Work required
Only the lines holding the string "bank" are needed; copy each of them from the data.

Supplied data
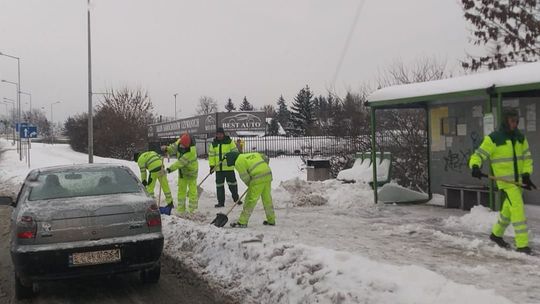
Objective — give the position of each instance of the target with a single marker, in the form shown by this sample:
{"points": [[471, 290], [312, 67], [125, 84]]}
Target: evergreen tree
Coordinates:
{"points": [[283, 114], [229, 106], [246, 106], [273, 128], [303, 112]]}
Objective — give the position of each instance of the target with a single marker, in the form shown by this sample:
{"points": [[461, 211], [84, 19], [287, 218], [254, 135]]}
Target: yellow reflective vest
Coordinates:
{"points": [[509, 156], [253, 168], [150, 161], [217, 150], [186, 160]]}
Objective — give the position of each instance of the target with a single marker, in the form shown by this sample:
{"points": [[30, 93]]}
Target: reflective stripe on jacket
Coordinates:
{"points": [[217, 150], [509, 158], [187, 163], [150, 161], [253, 168]]}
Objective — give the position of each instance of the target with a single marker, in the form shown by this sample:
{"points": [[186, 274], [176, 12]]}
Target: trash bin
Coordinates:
{"points": [[318, 169]]}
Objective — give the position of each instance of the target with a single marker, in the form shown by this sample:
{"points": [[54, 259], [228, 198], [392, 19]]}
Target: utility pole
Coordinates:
{"points": [[175, 105], [90, 110]]}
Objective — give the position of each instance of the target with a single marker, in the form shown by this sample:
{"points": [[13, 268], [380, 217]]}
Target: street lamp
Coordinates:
{"points": [[175, 94], [12, 102], [52, 122], [29, 95], [18, 94], [90, 110]]}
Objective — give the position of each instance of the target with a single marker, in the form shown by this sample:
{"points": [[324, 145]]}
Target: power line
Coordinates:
{"points": [[348, 41]]}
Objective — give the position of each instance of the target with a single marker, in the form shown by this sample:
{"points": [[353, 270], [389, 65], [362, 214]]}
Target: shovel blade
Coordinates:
{"points": [[220, 220], [200, 190]]}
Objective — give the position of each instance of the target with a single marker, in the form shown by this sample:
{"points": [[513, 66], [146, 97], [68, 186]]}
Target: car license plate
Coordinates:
{"points": [[95, 257]]}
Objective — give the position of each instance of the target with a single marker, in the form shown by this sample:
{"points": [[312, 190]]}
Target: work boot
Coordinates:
{"points": [[166, 210], [499, 241], [526, 250], [238, 225]]}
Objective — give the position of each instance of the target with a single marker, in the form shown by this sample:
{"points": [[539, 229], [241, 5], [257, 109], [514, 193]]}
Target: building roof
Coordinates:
{"points": [[517, 78]]}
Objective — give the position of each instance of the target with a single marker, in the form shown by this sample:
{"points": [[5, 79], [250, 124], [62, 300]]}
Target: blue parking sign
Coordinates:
{"points": [[28, 132]]}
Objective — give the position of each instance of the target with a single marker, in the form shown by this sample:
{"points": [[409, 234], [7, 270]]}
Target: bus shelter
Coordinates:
{"points": [[459, 112]]}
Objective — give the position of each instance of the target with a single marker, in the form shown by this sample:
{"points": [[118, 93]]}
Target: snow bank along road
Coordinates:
{"points": [[333, 245]]}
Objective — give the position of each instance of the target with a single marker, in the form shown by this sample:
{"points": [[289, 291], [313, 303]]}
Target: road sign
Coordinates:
{"points": [[19, 125], [28, 132]]}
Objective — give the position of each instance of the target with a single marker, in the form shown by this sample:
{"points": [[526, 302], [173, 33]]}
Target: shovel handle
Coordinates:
{"points": [[209, 173], [236, 203], [504, 180]]}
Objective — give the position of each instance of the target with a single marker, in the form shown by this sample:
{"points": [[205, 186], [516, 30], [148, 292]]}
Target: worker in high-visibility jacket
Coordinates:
{"points": [[255, 172], [153, 163], [508, 151], [188, 169], [221, 145]]}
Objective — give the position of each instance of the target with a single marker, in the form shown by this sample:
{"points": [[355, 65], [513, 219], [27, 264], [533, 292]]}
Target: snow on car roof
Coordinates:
{"points": [[76, 167], [518, 75]]}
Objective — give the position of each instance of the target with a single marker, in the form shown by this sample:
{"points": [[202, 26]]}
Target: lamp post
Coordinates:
{"points": [[18, 121], [175, 94], [12, 102], [52, 123], [29, 95], [90, 110], [18, 95]]}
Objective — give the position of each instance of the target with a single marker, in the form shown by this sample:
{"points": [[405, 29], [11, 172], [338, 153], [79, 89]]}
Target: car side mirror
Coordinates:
{"points": [[6, 201]]}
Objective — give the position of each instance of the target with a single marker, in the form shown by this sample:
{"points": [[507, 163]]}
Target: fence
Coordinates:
{"points": [[281, 146]]}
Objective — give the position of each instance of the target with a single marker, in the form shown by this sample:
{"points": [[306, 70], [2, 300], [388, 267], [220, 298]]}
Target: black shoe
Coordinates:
{"points": [[526, 250], [499, 241], [238, 225]]}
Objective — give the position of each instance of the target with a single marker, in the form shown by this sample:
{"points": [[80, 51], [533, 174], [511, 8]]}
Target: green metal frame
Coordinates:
{"points": [[449, 98]]}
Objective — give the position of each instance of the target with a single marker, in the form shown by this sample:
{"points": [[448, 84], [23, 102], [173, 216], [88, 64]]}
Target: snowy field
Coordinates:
{"points": [[332, 244]]}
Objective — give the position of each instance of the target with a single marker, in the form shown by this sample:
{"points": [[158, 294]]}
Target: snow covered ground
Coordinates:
{"points": [[333, 245]]}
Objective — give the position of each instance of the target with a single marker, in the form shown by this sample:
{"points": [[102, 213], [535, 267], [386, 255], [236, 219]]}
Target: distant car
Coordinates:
{"points": [[83, 220]]}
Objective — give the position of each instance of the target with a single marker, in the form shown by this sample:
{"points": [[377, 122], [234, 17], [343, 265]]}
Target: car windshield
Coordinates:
{"points": [[82, 182]]}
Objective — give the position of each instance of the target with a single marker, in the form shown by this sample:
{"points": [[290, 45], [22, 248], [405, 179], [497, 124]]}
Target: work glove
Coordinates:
{"points": [[476, 172], [527, 182]]}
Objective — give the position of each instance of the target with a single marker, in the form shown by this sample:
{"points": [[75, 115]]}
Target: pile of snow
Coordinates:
{"points": [[480, 219], [394, 193], [259, 270], [300, 193], [362, 171]]}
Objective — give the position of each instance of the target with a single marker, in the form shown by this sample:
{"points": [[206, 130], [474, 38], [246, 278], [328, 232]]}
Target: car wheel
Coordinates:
{"points": [[23, 291], [151, 276]]}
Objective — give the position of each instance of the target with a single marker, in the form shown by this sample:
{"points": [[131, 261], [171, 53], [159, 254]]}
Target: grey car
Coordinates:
{"points": [[83, 220]]}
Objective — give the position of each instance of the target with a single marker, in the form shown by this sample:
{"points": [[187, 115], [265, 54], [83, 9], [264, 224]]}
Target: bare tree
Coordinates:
{"points": [[207, 105], [269, 110], [510, 30], [421, 70]]}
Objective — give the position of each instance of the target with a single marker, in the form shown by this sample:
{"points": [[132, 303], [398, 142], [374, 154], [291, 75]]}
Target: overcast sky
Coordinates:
{"points": [[218, 48]]}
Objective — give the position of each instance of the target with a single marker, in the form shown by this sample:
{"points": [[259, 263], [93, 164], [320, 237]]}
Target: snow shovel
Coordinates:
{"points": [[200, 189], [506, 181], [222, 219]]}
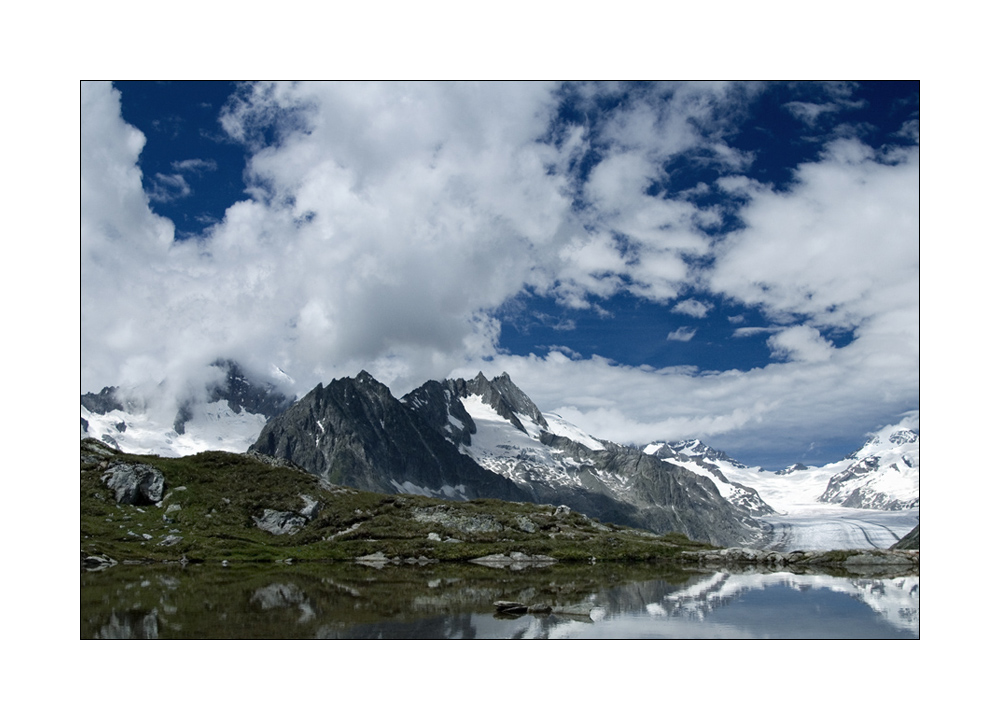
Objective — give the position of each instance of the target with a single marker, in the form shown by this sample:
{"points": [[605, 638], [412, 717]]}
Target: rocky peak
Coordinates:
{"points": [[697, 449], [103, 402], [243, 394]]}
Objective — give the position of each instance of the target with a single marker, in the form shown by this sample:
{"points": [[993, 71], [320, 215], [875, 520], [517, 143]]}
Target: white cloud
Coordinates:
{"points": [[682, 334], [390, 223], [800, 343], [692, 307]]}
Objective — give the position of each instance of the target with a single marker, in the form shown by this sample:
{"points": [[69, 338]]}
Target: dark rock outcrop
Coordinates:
{"points": [[135, 483], [910, 541], [103, 402], [354, 432]]}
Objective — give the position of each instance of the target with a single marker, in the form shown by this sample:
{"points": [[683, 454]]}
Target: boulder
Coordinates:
{"points": [[279, 522], [135, 483]]}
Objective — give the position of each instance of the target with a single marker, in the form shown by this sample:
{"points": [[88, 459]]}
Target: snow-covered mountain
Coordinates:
{"points": [[497, 425], [229, 416], [354, 431], [869, 499], [884, 474]]}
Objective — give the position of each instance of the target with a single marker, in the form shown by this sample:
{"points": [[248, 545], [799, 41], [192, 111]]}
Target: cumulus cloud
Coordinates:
{"points": [[387, 226], [692, 307], [682, 334]]}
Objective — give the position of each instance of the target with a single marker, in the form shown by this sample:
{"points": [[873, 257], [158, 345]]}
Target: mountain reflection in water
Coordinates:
{"points": [[456, 601]]}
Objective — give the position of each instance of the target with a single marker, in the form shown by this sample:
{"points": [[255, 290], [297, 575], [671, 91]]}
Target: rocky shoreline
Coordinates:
{"points": [[848, 559]]}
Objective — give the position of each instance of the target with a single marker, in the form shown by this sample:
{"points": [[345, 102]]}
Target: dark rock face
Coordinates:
{"points": [[862, 497], [648, 492], [910, 541], [658, 496], [103, 402], [240, 393], [135, 483], [354, 432], [440, 404], [743, 497]]}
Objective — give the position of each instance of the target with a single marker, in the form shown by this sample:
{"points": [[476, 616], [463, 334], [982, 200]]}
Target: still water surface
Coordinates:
{"points": [[456, 601]]}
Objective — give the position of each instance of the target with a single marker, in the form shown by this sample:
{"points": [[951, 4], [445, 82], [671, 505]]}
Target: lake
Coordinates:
{"points": [[456, 601]]}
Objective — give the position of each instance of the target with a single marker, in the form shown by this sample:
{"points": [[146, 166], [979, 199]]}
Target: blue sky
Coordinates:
{"points": [[737, 262]]}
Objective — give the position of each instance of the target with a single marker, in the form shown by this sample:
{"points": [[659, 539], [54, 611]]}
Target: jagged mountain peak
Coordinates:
{"points": [[694, 448], [441, 404]]}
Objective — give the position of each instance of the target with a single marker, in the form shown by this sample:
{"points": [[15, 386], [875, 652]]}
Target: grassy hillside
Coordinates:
{"points": [[211, 500]]}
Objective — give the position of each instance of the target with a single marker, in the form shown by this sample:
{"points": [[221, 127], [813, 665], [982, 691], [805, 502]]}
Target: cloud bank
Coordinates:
{"points": [[385, 226]]}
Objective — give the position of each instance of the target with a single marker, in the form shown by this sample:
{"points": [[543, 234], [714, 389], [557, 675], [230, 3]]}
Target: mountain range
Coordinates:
{"points": [[464, 439]]}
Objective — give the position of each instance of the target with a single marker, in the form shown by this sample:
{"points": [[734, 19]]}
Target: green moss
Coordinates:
{"points": [[211, 500]]}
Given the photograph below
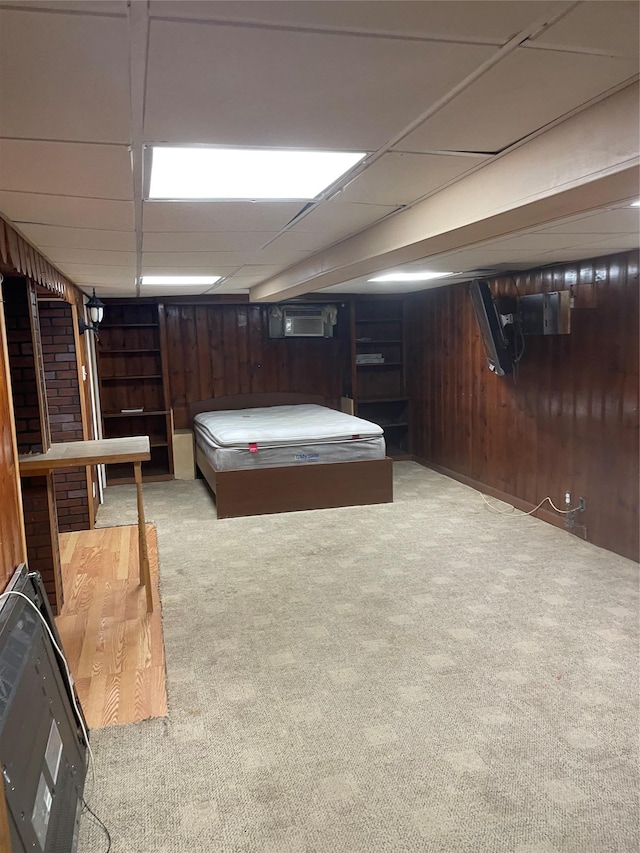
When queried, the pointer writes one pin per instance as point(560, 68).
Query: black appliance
point(42, 745)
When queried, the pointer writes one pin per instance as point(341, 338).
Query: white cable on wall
point(521, 513)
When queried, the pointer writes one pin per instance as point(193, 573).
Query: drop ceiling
point(434, 92)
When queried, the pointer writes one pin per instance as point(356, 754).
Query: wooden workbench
point(70, 454)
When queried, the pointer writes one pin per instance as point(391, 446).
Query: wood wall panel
point(12, 544)
point(568, 422)
point(214, 350)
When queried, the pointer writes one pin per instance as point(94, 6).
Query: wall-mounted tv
point(496, 338)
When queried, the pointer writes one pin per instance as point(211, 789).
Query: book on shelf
point(369, 358)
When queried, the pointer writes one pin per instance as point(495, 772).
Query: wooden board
point(114, 647)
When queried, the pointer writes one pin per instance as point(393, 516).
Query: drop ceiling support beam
point(588, 161)
point(138, 49)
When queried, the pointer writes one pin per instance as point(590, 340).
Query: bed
point(251, 472)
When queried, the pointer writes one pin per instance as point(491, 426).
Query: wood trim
point(263, 491)
point(249, 401)
point(36, 340)
point(21, 557)
point(17, 252)
point(5, 835)
point(82, 387)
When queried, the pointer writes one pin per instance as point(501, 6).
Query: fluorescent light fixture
point(411, 276)
point(243, 173)
point(185, 280)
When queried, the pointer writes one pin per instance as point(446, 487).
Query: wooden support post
point(143, 553)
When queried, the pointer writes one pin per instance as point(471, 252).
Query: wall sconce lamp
point(95, 307)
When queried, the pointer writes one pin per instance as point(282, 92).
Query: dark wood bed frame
point(290, 488)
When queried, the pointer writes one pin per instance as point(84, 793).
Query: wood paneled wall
point(12, 544)
point(218, 349)
point(569, 422)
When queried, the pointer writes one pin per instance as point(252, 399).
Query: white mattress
point(285, 435)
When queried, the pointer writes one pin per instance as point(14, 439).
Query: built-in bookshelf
point(133, 385)
point(378, 373)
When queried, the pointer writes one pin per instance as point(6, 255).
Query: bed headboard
point(250, 401)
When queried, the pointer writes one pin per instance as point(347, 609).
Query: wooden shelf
point(379, 388)
point(134, 414)
point(132, 376)
point(131, 365)
point(128, 326)
point(398, 399)
point(126, 351)
point(381, 364)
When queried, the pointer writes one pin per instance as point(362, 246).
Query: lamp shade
point(96, 309)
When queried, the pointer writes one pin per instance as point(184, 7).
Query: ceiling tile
point(619, 221)
point(346, 92)
point(78, 272)
point(70, 169)
point(203, 259)
point(402, 178)
point(165, 291)
point(204, 241)
point(301, 241)
point(217, 216)
point(516, 97)
point(67, 211)
point(337, 218)
point(240, 280)
point(230, 287)
point(91, 256)
point(496, 21)
point(261, 270)
point(64, 77)
point(147, 269)
point(609, 25)
point(46, 236)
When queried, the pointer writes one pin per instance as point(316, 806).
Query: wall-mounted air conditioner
point(302, 321)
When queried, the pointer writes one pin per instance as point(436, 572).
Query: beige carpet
point(420, 676)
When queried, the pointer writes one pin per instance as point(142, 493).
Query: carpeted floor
point(423, 676)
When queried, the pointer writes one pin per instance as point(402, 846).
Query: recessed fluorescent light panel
point(239, 173)
point(185, 280)
point(411, 276)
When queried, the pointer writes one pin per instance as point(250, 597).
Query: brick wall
point(23, 368)
point(43, 551)
point(65, 414)
point(38, 494)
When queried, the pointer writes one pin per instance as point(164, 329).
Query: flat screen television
point(41, 738)
point(498, 345)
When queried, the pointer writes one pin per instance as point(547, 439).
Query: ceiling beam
point(138, 52)
point(584, 163)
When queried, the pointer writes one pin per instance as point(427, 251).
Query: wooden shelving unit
point(379, 387)
point(133, 376)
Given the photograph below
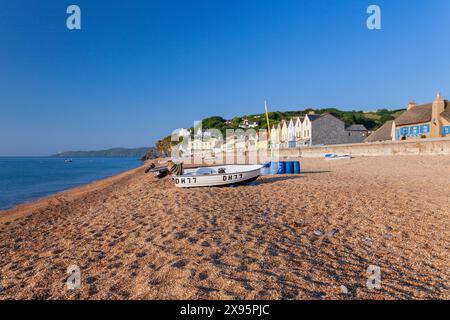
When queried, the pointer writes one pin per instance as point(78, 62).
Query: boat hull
point(216, 180)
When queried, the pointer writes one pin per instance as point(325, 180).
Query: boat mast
point(267, 119)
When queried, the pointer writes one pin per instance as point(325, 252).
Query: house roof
point(420, 114)
point(313, 117)
point(356, 127)
point(446, 113)
point(416, 114)
point(383, 133)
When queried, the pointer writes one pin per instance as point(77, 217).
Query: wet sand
point(286, 237)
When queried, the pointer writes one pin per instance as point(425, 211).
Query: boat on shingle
point(216, 176)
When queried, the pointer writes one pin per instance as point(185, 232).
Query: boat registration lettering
point(232, 177)
point(185, 180)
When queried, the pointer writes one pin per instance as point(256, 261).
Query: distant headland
point(114, 152)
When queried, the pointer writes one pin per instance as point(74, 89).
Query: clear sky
point(139, 69)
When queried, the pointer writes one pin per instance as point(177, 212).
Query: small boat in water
point(217, 176)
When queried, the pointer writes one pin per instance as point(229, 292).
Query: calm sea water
point(23, 179)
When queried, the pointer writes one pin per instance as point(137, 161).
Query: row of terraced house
point(314, 129)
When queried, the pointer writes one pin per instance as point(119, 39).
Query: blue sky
point(138, 69)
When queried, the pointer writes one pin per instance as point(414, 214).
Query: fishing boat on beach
point(215, 176)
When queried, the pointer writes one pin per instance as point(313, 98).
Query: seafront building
point(316, 129)
point(430, 120)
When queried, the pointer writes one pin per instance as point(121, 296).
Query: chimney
point(411, 105)
point(436, 110)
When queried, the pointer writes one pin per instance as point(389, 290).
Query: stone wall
point(387, 148)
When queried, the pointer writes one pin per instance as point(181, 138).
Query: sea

Exercise answer
Target: snow bank along road
Target: cloud bank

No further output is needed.